**Parts of the exercise:**
(a) For each statement below, answer yes or no according to the cerebral palsy text, and quote the exact words of the text that decide it. (i) Antenatal causes account for 80% of cases. (ii) Ataxic cerebral palsy results from damage to the basal ganglia. (iii) Dyskinetic cerebral palsy is also known as pyramidal CP.
(b) Duplicate the part of the cerebral palsy text that begins at the words "What are some" and stops after the words "(Hypoxic Ischemic Encephalopathy)".

**Given text:**
What are some causes of Cerebral Palsy?
Antenatal (80%):
- Maternal infections: Rubella, CMV, Toxoplasmosis
- Trauma during pregnancy
- Cerebral Malformation
Perinatal (10%):
- Birth asphyxia (Hypoxic Ischemic Encephalopathy)
- Pre-term birth
- Intrumental Delivery
Postnatal (10%):
- Meningitis
- Intraventricular Haemorrhage
- Kernicterus (Severe neonatal jaundice)
- Head injury
What are the types of Cerebral Palsy?
Spastic: hypertonia (90%) (increased tone) and reduced function resulting from damage to upper motor neurones
- Hemiplegic
- Diplegic
- Quadriplegic
Dyskinetic: problems controlling muscle tone, with hypertonia and hypotonia, causing athetoid movements and oro-motor problems. This is the result of damage to the basal ganglia.
Ataxic: problems with coordinated movement resulting from damage to the cerebellum
Mixed: a mix of spastic, dyskinetic and/or ataxic features
Spastic CP is also known as pyramidal CP. Dyskinetic CP is also known as athetoid CP and extrapyramidal CP.

(Stored items from a collection)
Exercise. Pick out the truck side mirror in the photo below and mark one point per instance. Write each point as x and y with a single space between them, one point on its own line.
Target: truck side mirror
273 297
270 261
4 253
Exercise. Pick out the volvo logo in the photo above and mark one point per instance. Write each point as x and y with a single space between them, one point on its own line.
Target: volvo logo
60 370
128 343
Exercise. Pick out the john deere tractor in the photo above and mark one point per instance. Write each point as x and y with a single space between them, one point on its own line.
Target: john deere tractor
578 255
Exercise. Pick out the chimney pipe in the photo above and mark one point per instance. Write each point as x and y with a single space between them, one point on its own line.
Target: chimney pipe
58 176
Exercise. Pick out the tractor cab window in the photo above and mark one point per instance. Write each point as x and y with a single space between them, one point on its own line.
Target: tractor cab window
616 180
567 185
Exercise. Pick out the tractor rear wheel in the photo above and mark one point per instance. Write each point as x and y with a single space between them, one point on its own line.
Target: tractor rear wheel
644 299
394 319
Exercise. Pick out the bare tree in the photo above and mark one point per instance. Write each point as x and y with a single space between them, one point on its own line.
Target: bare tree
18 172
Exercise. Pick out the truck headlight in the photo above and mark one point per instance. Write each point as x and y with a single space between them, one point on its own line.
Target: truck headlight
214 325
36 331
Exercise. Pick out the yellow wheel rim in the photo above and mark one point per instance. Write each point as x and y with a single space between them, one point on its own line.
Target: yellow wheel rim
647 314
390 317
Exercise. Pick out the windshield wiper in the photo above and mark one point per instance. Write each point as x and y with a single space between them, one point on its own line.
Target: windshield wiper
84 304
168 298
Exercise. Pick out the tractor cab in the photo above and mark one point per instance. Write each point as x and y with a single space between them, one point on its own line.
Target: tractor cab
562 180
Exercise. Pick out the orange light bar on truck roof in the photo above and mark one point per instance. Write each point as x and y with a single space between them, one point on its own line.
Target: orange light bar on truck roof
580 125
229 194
...
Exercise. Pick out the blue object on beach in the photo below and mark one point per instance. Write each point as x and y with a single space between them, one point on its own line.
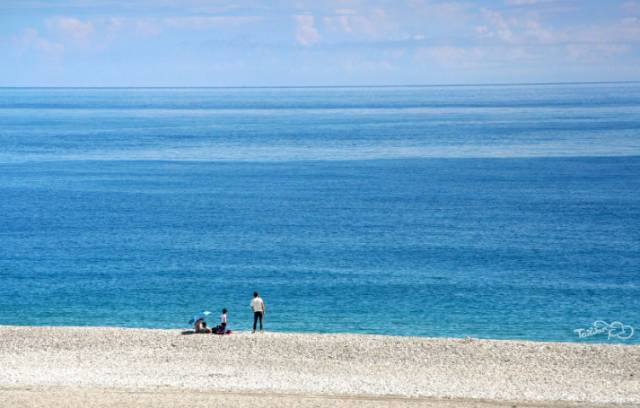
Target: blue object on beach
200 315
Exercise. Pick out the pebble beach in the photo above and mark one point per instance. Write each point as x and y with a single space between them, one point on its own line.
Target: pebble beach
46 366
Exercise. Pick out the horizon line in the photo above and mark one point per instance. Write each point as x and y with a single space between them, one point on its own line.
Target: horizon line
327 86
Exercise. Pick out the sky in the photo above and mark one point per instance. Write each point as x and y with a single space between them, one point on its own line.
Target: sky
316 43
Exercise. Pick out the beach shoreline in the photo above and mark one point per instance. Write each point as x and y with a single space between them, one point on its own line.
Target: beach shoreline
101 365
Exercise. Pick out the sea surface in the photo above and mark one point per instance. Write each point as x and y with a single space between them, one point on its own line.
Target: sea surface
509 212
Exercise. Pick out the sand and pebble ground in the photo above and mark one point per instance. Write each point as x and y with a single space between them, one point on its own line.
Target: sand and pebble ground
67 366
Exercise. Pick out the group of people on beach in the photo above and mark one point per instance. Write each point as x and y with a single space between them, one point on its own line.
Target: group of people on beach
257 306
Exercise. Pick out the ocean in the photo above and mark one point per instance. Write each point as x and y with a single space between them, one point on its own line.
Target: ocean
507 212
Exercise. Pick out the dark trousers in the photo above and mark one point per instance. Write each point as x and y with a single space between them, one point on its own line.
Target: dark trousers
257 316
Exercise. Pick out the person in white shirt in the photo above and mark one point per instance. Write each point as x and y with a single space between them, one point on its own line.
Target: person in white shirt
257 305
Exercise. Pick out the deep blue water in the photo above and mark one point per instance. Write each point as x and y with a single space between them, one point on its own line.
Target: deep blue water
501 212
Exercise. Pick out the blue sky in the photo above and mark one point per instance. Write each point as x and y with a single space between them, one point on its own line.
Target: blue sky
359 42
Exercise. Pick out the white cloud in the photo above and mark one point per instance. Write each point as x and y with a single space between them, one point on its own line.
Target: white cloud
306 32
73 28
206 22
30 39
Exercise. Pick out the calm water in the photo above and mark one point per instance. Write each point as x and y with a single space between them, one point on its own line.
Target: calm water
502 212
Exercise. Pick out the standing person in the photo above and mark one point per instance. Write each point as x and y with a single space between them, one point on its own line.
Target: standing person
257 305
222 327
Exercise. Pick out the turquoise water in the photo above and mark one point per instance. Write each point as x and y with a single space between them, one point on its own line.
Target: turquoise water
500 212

**Answers below:**
(a)
(i) Yes: "Antenatal (80%):"
(ii) No: "Ataxic: problems with coordinated movement resulting from damage to the cerebellum"
(iii) No: "Spastic CP is also known as pyramidal CP. Dyskinetic CP is also known as athetoid CP and extrapyramidal CP."

(b)
What are some causes of Cerebral Palsy?
Antenatal (80%):
- Maternal infections: Rubella, CMV, Toxoplasmosis
- Trauma during pregnancy
- Cerebral Malformation
Perinatal (10%):
- Birth asphyxia (Hypoxic Ischemic Encephalopathy)